TASK PROMPT
Please summarize the model card below in exactly two sentences.

EXTRACT PROVIDED
Edit model card

Model overview

This model is the baseline model for awesome-japanese-nlp-classification-dataset. It was trained on this dataset, saved using the development data, and evaluated using the test data. The following table shows the evaluation results.

Label Precision Recall F1-Score Support
0 0.98 0.99 0.98 796
1 0.79 0.70 0.74 60
Accuracy 0.97 856
Macro Avg 0.89 0.84 0.86 856
Weighted Avg 0.96 0.97 0.97 856

Usage

Please install the following library.

pip install transformers

You can easily use a classification model with the pipeline method.

from transformers import pipeline

pipe = pipeline(
    "text-classification",
    model="taishi-i/awesome-japanese-nlp-classification-model",
)

# Relevant sample
text = "ディープラーニングによる自然言語処理(共立出版)のサポートページです"
label = pipe(text)
print(label) # [{'label': '1', 'score': 0.9910495281219482}]

# Not Relevant sample
text = "AIイラストを管理するデスクトップアプリ"
label = pipe(text)
print(label) # [{'label': '0', 'score': 0.9986791014671326}]

Evaluation

Please install the following library.

pip install evaluate scikit-learn datasets transformers torch
import evaluate
from datasets import load_dataset
from sklearn.metrics import classification_report
from transformers import pipeline

# Evaluation dataset
dataset = load_dataset("taishi-i/awesome-japanese-nlp-classification-dataset")

[Stored entries]
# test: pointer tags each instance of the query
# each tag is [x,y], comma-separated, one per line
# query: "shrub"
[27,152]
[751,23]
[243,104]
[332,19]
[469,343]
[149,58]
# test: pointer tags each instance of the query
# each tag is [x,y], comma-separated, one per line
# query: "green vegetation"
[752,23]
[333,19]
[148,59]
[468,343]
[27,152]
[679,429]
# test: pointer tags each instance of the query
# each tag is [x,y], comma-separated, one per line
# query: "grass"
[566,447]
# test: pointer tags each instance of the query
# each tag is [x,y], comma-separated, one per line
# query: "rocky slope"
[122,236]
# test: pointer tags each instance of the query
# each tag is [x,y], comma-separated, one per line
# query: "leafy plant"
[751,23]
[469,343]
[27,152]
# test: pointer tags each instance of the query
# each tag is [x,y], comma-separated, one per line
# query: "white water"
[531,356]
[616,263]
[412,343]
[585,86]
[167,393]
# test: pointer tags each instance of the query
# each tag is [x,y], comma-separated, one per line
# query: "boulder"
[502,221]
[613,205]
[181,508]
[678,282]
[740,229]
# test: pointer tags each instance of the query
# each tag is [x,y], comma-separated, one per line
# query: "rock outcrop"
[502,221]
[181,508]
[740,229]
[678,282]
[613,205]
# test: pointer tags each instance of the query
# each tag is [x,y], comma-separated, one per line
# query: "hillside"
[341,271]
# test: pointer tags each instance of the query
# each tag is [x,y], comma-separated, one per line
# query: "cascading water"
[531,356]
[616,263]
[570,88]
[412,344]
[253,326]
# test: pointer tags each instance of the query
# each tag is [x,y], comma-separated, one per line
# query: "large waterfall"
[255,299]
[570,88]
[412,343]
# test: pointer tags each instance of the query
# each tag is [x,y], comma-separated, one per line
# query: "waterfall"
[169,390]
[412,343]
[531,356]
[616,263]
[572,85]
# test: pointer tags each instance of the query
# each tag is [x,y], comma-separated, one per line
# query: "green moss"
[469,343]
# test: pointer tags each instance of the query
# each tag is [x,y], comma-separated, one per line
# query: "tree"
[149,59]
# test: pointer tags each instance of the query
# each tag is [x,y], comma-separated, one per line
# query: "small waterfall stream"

EXERCISE ANSWER
The model is the baseline for awesome-japanese-nlp-classification-dataset: it was trained on that dataset, saved using the development data, and evaluated on the test data, where it reached an accuracy of 0.97 over 856 samples. It can be used through the transformers pipeline method for text classification, and evaluating it requires installing evaluate, scikit-learn, datasets, transformers and torch.